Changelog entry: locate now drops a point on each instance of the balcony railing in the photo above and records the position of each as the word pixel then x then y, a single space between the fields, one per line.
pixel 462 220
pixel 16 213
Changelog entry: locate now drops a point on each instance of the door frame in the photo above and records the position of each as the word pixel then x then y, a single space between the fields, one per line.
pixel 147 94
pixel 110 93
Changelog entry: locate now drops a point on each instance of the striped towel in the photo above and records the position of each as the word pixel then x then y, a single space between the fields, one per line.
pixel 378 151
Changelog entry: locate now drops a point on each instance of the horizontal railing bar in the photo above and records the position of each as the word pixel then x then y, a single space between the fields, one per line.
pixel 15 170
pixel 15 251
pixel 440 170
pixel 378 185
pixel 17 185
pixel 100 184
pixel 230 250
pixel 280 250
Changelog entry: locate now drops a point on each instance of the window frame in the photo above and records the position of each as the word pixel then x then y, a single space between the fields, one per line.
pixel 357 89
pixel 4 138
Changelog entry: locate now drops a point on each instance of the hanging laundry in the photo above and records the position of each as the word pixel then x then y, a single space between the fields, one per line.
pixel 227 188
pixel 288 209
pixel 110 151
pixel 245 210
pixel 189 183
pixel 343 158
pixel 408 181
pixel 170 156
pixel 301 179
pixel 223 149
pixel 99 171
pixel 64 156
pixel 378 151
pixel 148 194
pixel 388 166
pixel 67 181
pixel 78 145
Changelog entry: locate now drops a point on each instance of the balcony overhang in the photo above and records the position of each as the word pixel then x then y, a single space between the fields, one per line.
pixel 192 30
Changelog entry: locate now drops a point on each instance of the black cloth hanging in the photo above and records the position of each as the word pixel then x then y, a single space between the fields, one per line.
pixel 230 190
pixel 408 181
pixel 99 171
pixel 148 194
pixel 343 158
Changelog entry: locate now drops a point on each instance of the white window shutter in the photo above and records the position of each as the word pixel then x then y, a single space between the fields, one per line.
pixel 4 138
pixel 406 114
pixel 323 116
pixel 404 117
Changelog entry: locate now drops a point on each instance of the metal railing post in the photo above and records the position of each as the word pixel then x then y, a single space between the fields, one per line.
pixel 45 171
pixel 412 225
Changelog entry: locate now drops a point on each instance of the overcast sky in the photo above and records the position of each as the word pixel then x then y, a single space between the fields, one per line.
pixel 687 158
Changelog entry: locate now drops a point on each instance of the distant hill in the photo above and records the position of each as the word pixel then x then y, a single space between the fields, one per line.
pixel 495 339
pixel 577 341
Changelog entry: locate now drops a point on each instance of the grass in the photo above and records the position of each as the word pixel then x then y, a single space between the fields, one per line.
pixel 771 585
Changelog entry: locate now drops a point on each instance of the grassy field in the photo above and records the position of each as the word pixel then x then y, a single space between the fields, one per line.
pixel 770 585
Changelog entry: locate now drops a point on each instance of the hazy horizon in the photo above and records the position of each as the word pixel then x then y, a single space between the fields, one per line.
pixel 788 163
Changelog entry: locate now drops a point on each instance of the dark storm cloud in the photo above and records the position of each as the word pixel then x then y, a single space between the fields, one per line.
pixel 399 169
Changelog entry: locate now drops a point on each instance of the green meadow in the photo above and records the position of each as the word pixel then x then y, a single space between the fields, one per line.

----

Convert the material from the line containing "of the dark" through the line containing "pixel 399 169", both ends included, into a two-column CSV with the headers instruction and coordinates. Put each instruction and its coordinates in one row, with every value in a single quoted field and line breaks replaced by spaces.

instruction,coordinates
"Changelog entry: locate now drops a point on each instance of the dark storm cloud in the photo above and records the position of each as the word pixel then x then y, a single space between the fields, one per line.","pixel 399 169"